Please switch every "set one pin" in the records below to "place one marker", leaving everything else unchanged, and give all the records again without the pictures.

****************************************

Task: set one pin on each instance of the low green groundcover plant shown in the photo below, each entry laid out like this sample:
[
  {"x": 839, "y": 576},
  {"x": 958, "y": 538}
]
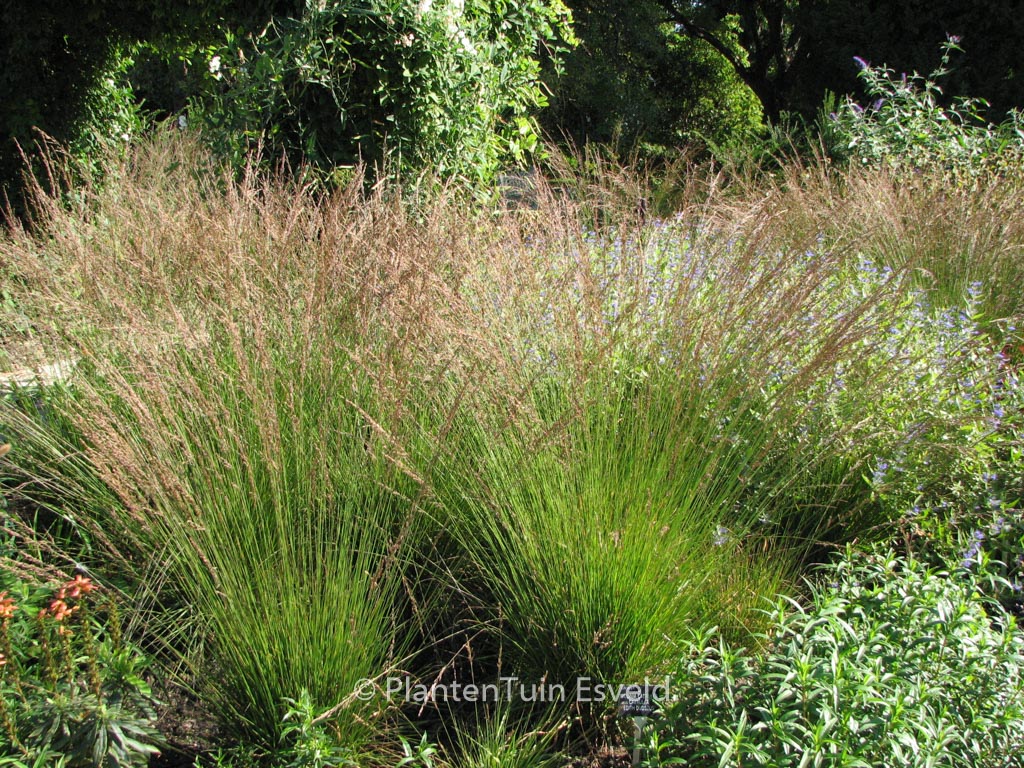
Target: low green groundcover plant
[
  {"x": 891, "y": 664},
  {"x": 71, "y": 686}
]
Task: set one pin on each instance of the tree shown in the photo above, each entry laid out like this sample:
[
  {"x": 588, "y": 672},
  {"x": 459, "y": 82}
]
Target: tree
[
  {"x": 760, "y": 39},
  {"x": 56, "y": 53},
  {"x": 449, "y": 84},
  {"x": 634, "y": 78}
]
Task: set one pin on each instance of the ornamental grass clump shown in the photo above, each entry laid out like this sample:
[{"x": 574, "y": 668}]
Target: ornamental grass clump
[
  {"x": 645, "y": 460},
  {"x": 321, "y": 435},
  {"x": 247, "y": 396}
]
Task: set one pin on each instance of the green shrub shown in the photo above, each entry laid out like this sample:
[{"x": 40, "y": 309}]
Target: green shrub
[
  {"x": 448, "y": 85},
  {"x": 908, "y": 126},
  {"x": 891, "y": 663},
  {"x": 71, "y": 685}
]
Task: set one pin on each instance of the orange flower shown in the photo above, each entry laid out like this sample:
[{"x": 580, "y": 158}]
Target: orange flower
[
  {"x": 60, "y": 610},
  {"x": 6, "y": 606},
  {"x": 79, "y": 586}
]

****************************************

> _Exercise result_:
Task: place one marker on each instance of the low green groundcover plant shown in the photo below, each entry laid out like this sample:
[
  {"x": 839, "y": 576},
  {"x": 958, "y": 538}
]
Target: low green groundcover plant
[
  {"x": 891, "y": 664},
  {"x": 71, "y": 686}
]
Task: place one marker on each instance of the tree shown in the photo above, each entry laid out like this sample:
[
  {"x": 588, "y": 672},
  {"x": 459, "y": 82}
]
Target: tree
[
  {"x": 760, "y": 39},
  {"x": 56, "y": 53},
  {"x": 449, "y": 84},
  {"x": 634, "y": 78}
]
Task: place one marker on each instance of the ornamental grass clump shown in the photo above, each entry laid out like this sample:
[{"x": 574, "y": 668}]
Target: ornamental grass clump
[
  {"x": 645, "y": 460},
  {"x": 321, "y": 435},
  {"x": 247, "y": 396}
]
Task: place one marker on each instance of the green shrub shown in the photo above, each entry laid out like this sample:
[{"x": 40, "y": 309}]
Target: green shrub
[
  {"x": 448, "y": 85},
  {"x": 908, "y": 126},
  {"x": 891, "y": 663},
  {"x": 71, "y": 685}
]
Task: place one marker on each instance of the orange flower shown in the photo above, each entry laid out like this sample:
[{"x": 580, "y": 158}]
Target: orange flower
[
  {"x": 60, "y": 610},
  {"x": 6, "y": 606},
  {"x": 79, "y": 586}
]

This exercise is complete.